What is required:
Instruction for the data below: set down exactly the lines from the line with "x=559, y=349" to the line with "x=168, y=70", inclusive, and no others.

________________________

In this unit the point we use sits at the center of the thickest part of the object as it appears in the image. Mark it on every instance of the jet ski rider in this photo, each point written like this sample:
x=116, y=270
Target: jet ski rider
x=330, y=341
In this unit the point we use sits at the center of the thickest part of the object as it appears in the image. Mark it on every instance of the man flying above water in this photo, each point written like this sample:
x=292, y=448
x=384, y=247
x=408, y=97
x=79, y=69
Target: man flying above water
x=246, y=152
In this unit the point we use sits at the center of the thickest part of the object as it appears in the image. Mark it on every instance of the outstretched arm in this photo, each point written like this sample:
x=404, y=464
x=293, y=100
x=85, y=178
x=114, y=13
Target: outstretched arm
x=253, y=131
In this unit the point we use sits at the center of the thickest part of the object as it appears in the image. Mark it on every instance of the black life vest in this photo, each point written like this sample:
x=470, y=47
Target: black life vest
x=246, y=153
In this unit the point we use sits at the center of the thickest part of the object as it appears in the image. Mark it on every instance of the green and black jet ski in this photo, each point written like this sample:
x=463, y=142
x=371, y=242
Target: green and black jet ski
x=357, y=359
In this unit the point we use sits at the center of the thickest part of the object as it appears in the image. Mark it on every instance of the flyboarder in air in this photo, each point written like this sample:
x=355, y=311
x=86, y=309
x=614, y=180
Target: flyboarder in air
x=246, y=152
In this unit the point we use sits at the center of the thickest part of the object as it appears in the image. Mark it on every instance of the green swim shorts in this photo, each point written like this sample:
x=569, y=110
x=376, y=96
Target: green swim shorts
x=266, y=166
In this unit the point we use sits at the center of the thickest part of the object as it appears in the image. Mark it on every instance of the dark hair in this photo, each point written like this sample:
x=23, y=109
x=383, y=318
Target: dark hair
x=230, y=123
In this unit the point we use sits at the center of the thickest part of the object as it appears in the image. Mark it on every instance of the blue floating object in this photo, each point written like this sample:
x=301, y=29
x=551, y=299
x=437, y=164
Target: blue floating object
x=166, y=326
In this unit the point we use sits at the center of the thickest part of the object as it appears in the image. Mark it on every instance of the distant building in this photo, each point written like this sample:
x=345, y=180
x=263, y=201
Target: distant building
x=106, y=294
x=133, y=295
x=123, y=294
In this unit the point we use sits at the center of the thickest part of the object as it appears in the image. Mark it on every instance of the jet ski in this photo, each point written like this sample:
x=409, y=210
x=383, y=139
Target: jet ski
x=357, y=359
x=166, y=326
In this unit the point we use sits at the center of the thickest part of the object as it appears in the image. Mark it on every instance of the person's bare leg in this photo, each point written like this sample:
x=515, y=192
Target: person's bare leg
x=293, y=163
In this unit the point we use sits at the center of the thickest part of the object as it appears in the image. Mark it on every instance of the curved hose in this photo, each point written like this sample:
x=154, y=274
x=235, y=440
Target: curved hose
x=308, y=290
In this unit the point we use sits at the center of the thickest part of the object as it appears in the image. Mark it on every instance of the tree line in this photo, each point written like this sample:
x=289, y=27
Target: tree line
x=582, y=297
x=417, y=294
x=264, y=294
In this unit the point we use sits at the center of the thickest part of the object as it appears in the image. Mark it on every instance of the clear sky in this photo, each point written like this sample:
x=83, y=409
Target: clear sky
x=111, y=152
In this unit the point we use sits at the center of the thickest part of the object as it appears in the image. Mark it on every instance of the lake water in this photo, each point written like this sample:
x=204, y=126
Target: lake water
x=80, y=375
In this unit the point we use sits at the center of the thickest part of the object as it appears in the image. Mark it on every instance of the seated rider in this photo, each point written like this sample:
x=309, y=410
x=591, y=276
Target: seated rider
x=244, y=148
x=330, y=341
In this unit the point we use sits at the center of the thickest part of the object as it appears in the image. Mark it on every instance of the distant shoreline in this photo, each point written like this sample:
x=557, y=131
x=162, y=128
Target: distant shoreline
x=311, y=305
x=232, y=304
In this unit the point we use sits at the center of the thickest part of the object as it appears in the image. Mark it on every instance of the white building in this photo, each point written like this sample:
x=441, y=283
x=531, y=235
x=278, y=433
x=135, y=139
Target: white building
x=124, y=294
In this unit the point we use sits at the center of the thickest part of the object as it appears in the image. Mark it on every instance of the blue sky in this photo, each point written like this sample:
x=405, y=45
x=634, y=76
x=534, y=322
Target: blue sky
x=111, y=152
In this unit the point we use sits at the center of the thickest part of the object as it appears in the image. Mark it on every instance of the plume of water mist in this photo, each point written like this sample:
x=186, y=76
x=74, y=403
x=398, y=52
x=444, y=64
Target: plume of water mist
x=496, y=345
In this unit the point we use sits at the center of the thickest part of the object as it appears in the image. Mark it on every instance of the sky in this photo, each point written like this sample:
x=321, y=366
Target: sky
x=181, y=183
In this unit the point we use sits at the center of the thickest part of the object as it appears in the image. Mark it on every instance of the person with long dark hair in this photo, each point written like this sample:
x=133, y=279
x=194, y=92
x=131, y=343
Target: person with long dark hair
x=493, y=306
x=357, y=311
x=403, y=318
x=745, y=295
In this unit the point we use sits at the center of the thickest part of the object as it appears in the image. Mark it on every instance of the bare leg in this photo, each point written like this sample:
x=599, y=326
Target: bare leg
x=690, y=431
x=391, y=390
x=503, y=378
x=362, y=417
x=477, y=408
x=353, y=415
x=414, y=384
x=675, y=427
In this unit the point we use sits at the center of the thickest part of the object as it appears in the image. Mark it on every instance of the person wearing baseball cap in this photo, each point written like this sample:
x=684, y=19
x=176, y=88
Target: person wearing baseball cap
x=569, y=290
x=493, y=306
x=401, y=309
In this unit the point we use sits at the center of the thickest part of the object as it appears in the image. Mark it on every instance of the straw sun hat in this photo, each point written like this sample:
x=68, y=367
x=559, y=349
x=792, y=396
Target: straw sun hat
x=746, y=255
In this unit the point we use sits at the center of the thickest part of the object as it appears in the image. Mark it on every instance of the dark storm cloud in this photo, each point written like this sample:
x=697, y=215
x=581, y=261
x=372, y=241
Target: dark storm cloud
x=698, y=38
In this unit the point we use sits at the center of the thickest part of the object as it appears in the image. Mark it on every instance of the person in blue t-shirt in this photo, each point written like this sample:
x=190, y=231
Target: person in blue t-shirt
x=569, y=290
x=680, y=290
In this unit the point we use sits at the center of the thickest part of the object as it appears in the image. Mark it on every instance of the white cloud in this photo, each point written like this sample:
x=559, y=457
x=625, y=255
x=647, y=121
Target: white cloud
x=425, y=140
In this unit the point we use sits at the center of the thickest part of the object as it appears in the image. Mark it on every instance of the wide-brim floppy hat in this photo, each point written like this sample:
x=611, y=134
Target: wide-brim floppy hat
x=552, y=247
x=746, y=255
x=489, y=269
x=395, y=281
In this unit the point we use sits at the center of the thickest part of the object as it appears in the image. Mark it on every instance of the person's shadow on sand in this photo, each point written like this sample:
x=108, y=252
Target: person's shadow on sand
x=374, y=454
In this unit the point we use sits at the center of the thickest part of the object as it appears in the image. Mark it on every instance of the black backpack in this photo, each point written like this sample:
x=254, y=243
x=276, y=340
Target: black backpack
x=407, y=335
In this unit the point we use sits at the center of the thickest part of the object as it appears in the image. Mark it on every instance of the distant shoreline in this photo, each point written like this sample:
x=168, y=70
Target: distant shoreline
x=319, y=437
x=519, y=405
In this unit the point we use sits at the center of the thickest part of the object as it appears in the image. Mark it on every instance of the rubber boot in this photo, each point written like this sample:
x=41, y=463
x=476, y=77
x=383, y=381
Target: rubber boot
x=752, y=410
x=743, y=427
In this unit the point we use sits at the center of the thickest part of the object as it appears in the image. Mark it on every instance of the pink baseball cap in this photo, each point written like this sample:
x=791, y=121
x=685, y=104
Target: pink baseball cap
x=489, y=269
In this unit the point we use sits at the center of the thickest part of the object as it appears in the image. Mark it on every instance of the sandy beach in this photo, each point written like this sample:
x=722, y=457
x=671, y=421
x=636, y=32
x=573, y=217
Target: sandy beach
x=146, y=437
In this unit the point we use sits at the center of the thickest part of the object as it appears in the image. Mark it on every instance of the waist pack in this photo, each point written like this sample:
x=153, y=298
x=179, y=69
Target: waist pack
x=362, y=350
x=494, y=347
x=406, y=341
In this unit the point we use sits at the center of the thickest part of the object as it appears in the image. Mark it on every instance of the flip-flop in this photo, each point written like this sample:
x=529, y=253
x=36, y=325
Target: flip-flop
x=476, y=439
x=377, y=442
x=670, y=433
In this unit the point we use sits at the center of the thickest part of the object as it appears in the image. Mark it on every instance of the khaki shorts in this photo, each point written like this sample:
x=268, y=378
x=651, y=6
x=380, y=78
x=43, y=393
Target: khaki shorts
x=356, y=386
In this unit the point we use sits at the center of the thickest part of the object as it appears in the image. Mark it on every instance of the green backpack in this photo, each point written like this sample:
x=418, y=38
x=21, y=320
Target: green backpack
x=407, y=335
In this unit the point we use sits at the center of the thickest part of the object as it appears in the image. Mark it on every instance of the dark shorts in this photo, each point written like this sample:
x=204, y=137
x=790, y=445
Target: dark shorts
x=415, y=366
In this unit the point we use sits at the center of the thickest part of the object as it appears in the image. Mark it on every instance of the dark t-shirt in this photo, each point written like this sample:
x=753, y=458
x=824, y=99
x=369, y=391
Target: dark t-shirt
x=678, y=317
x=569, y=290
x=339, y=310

________________________

Solution to this exercise:
x=559, y=349
x=792, y=396
Target: straw sun hat
x=746, y=255
In this unit the point we use sits at the center of the thickest part of the object as it appears in the image. Mark it on every instance of the dark storm cloud in this photo, each point written like this sample:
x=697, y=215
x=581, y=261
x=372, y=241
Target: dark storm cloud
x=698, y=38
In this unit the point we use sits at the center of the thickest part of the object as it appears in the image. Mark it on every instance of the person in blue t-shirt in this photo, each point written like this sample:
x=190, y=231
Target: person in blue t-shirt
x=569, y=290
x=680, y=290
In this unit the point we use sits at the center of the thickest part of the object as it appears in the image. Mark it on every instance of the white cloud in this photo, each point written like this sample:
x=559, y=457
x=625, y=255
x=647, y=121
Target: white cloud
x=425, y=140
In this unit the point we use sits at the center of the thickest part of the object as it appears in the image. Mark it on every instance of the wide-brim floppy hat in this photo, each point written like this sample:
x=611, y=134
Target: wide-brim floppy hat
x=552, y=247
x=746, y=255
x=489, y=269
x=395, y=281
In this unit the point we use sits at the center of the thickest part of the object as it appears in the image. Mark it on every instance of the person's shadow on sand in this photo, each point written like this sample:
x=108, y=252
Target: person's shadow on sand
x=374, y=454
In this unit the point we use sits at the center of the thickest part of the object as it appears in the image. Mark it on every instance of the black backpack in this photo, each point written like this sample:
x=254, y=243
x=276, y=340
Target: black backpack
x=407, y=335
In this unit the point we use sits at the center of the thickest part of the object as it appears in the image. Mark it on every instance of the distant shoreline in this photo, each point written like this sample:
x=168, y=70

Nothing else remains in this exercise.